▸ **ABOUT THIS EXERCISE**
From the first line to the last, copy the material exactly and leave the pictures out.

▸ **DATA SECTION**
Content starts

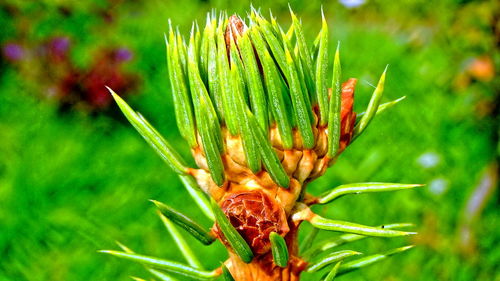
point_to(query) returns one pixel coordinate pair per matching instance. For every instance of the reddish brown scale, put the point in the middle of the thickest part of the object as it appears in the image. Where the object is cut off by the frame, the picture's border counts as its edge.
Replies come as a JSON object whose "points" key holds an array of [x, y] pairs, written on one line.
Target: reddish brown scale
{"points": [[255, 215], [254, 204], [347, 116]]}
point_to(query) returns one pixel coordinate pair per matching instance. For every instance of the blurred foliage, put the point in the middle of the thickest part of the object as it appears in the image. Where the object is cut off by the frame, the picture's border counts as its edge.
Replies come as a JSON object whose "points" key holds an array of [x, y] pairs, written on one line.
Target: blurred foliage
{"points": [[73, 182]]}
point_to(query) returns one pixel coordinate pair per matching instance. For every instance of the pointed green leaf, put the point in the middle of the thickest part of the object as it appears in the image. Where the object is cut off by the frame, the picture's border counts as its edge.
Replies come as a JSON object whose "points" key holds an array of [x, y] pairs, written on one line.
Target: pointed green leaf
{"points": [[204, 50], [369, 260], [308, 240], [383, 107], [238, 244], [274, 90], [334, 109], [182, 102], [269, 157], [252, 155], [185, 222], [321, 73], [166, 265], [155, 140], [224, 75], [349, 227], [279, 249], [254, 81], [206, 119], [331, 258], [300, 74], [181, 48], [186, 250], [304, 53], [210, 144], [372, 108], [226, 274], [274, 44], [343, 239], [198, 195], [162, 276], [213, 76], [333, 273], [356, 188], [301, 111]]}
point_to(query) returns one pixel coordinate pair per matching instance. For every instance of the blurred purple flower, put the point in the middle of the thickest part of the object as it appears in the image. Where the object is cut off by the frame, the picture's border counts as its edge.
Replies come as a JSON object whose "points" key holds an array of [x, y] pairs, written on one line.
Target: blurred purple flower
{"points": [[352, 3], [123, 54], [59, 45], [13, 51]]}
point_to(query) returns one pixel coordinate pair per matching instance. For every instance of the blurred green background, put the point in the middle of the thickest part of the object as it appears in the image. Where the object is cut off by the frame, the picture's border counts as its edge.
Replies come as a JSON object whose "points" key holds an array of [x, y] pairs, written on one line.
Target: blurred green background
{"points": [[75, 177]]}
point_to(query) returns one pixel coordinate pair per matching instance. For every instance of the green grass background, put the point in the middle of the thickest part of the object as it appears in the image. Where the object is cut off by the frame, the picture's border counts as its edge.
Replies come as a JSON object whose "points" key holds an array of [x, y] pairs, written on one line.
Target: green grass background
{"points": [[73, 183]]}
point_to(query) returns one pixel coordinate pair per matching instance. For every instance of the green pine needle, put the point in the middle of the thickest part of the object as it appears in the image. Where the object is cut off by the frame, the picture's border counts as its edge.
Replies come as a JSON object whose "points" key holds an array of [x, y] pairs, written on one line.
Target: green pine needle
{"points": [[334, 108], [344, 239], [349, 227], [383, 107], [186, 223], [321, 73], [372, 108], [198, 195], [369, 260], [367, 187], [333, 272], [279, 249], [154, 139], [181, 243], [330, 258]]}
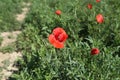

Content ends

▸ **FINISHED TASK**
point_to(query) returns one pixel coordinate pair per matching instance. For every instance of the reddish brown scale, put the point in the middle of the thickest part of the object as it appears in the image. Where the object is cut off by the frame, the picture's border counts as its edge.
Replies come as a JSON object whose "points" key holds an array of [x, y] pairs, written on one line.
Target: reddish brown scale
{"points": [[255, 215], [254, 204], [347, 116]]}
point_to(query) returns one pixel coordinate pair per matching instance. For every instance of the blurred foliage, put the point in the middle of the thickest part of the object as it appears in the image. Where the object is cut off by the frame, the picture's border counts as its edge.
Replies come as a JSON object whose "points" key holds an array of [x, y] pairs, written on one line.
Target: blurred foliage
{"points": [[73, 182]]}
point_to(query) returns one pixel coordinate pair per matching instance. For every instance of the pointed green leaf, put the point in the middle of the thickest part of the object as it appears in the image. Where the object is cut off by the frame, the picture's border counts as its edge.
Replies come as a JSON object whose "points" key holds an array of [x, y] pairs, written on one line.
Target: pointed green leaf
{"points": [[204, 50], [369, 260], [308, 240], [383, 107], [238, 244], [274, 90], [334, 109], [182, 102], [269, 157], [252, 155], [185, 222], [321, 73], [166, 265], [155, 140], [224, 75], [349, 227], [279, 249], [254, 81], [206, 119], [331, 258], [300, 74], [181, 48], [186, 250], [304, 53], [210, 144], [372, 108], [226, 274], [274, 44], [343, 239], [198, 195], [162, 276], [213, 76], [333, 273], [356, 188], [301, 111]]}
point_to(query) returns one pixel coordinate pair per matching instance. For every instance of the blurred purple flower, put the point in the middle of the thickest part of the object as it appears in the image. Where the object is cut off by the frame, the picture's border counts as its edge.
Replies come as a JSON object whose "points" key holds an array of [x, y] pairs, written on one line.
Target: blurred purple flower
{"points": [[352, 3], [123, 54], [59, 45], [13, 51]]}
point_to(query) returns one pixel coordinate pair per matching instance. For every instance of the blurred green background, put the point in the middle of the thickest part of the object as it appears in the image. Where the object is cut off by the frame, the picture's border counts as its edge.
Replies come as a JSON object whose "points" key holds an array of [x, y] pairs, written on one line.
Target: blurred green background
{"points": [[75, 177]]}
point_to(query) returns one pixel coordinate pair per matching instance. For every instance of the green grass background, put the point in the middle of the thickest part of the object as it appears in the image. Where the object is cut off by the frame, the picture's border counts as its edge.
Replies come as a JSON object whose "points" key holds an array of [x, y] pairs, written on one line.
Target: green grass background
{"points": [[73, 183]]}
point_to(query) returns one pixel coordinate pair per matching instance. For every instance of the green pine needle, put the point in the middle of the thickest part of the object as it appears in the image. Where the object is cut off by the frame, the picture's border counts as its edge.
Replies come as a JSON object whose "points" key holds an array of [x, y] pairs, written on one line.
Target: green pine needle
{"points": [[334, 108], [344, 239], [349, 227], [383, 107], [186, 223], [321, 73], [372, 108], [198, 195], [369, 260], [367, 187], [333, 272], [279, 249], [154, 139], [181, 243], [330, 258]]}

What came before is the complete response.